Excerpted passage start
Part 3 of 4: Cross-cutting concerns on top of Strategy, using the Decorator pattern
Part 1 of this series replaced a 50+ case switch statement with a family of strategy classes. Part 2 replaced a second switch statement - the one that would've picked which strategy to run - with attribute-based discovery via reflection. By the end of Part 2, adding a new approval type meant exactly one thing: write a class, decorate it with an attribute, done.
There's a gap that surfaces the moment your approval system distinguishes who is allowed to approve what. Approving an expense claim might be fine for any authorizer. Approving a role change to "Director" probably shouldn't be - that's a decision that might need a specific permission beyond just holding the authorizer role generally.
Excerpted passage end
Objective A
Gather every line of the entries below that contains the word "wall".
The article and the entries come from unrelated sources.
Dataset entries start
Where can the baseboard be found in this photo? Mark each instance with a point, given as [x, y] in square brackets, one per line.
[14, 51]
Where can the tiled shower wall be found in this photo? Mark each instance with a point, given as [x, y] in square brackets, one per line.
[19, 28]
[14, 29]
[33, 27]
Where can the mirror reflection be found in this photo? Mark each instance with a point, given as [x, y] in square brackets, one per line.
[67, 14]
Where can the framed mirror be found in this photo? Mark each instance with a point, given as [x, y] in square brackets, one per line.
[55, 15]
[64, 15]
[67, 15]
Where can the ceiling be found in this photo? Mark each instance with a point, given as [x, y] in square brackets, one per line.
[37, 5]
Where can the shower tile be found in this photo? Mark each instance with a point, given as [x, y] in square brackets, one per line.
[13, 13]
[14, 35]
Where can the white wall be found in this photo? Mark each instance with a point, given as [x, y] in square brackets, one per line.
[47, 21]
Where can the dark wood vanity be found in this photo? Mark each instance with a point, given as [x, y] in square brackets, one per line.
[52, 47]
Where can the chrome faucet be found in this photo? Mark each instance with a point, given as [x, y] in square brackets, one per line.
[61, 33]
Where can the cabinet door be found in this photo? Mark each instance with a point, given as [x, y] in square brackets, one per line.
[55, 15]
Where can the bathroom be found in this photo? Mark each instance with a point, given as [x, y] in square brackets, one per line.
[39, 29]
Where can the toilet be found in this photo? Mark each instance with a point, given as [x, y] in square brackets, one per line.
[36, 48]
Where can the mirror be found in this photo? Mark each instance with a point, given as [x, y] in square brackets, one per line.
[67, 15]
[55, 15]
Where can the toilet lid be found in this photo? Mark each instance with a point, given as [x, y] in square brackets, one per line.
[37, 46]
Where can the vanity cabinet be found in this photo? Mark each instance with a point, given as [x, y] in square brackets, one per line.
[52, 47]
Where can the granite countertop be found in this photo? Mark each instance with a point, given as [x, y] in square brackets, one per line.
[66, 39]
Dataset entries end
Objective B
Continue the article above on layering cross-cutting concerns over strategies with the Decorator pattern, starting right after its last sentence.

Right answer A
Where can the tiled shower wall be found in this photo? Mark each instance with a point, given as [x, y] in square brackets, one per line.
Where can the white wall be found in this photo? Mark each instance with a point, given as [x, y] in square brackets, one per line.

Right answer B
Two related but separate things are worth distinguishing here, since Part 1 covers one of them. Part 1 established that each role's actionable (pending) queue is filtered by the request's current stage - a reviewer's pending tab holds requests awaiting review, an authorizer's pending tab holds requests already reviewed and awaiting final sign-off, and a request that moves past the review stage drops out of the reviewer's pending tab (though the initiator and reviewer can still look it up elsewhere and see its full timeline - filtered out of what's actionable, not hidden from view). That's a stage-based visibility filter: it determines what's actionable in someone's pending list at a given moment, and it lives in the query that builds the list. This article is about a different, second layer: even for a request someone's role would normally let them act on, is this specific request one this specific person is allowed to approve? The role-based permission check below guards the approval action itself, at the moment it's attempted - a finer-grained gate than "which stage is this request at." The two checks live in different places because they answer different questions: the stage filter is about workflow sequencing, the permission check is about authorization.
Where does that action-level check go?
The Tempting Answer (And Why It's Wrong)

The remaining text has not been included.